WHAT IS BEING ASKED
Rewrite the material below with every "instance" changed to "object" and nothing else altered. Leave out the pictures.
▼
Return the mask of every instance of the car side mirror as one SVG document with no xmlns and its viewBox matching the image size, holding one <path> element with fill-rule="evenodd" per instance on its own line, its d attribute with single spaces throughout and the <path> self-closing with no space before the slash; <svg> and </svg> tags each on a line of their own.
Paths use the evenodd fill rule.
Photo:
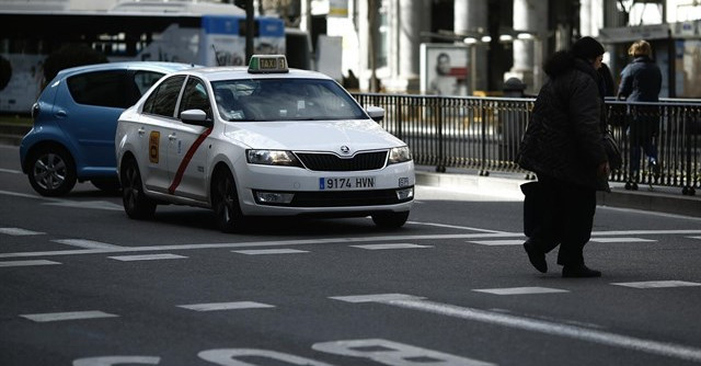
<svg viewBox="0 0 701 366">
<path fill-rule="evenodd" d="M 214 122 L 210 118 L 207 118 L 207 113 L 203 110 L 187 110 L 183 111 L 180 114 L 180 118 L 183 123 L 188 125 L 196 125 L 203 127 L 211 127 Z"/>
<path fill-rule="evenodd" d="M 382 107 L 370 105 L 365 108 L 365 112 L 377 123 L 380 123 L 384 118 L 384 108 Z"/>
</svg>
▲
CORRECT ANSWER
Return the mask of every object of the car side mirror as one SVG document with no xmlns and its viewBox matching the image size, holding one <path> element with fill-rule="evenodd" per object on its own line, its d attribute with single spaces throughout and the <path> self-closing with no space before the slash; <svg> and </svg> tags each on a line of their own.
Paths use the evenodd fill rule.
Photo:
<svg viewBox="0 0 701 366">
<path fill-rule="evenodd" d="M 214 122 L 210 118 L 207 118 L 207 113 L 203 110 L 187 110 L 183 111 L 180 114 L 180 118 L 183 123 L 188 125 L 196 125 L 203 127 L 211 127 Z"/>
<path fill-rule="evenodd" d="M 382 107 L 370 105 L 365 108 L 365 112 L 377 123 L 380 123 L 384 118 L 384 108 Z"/>
</svg>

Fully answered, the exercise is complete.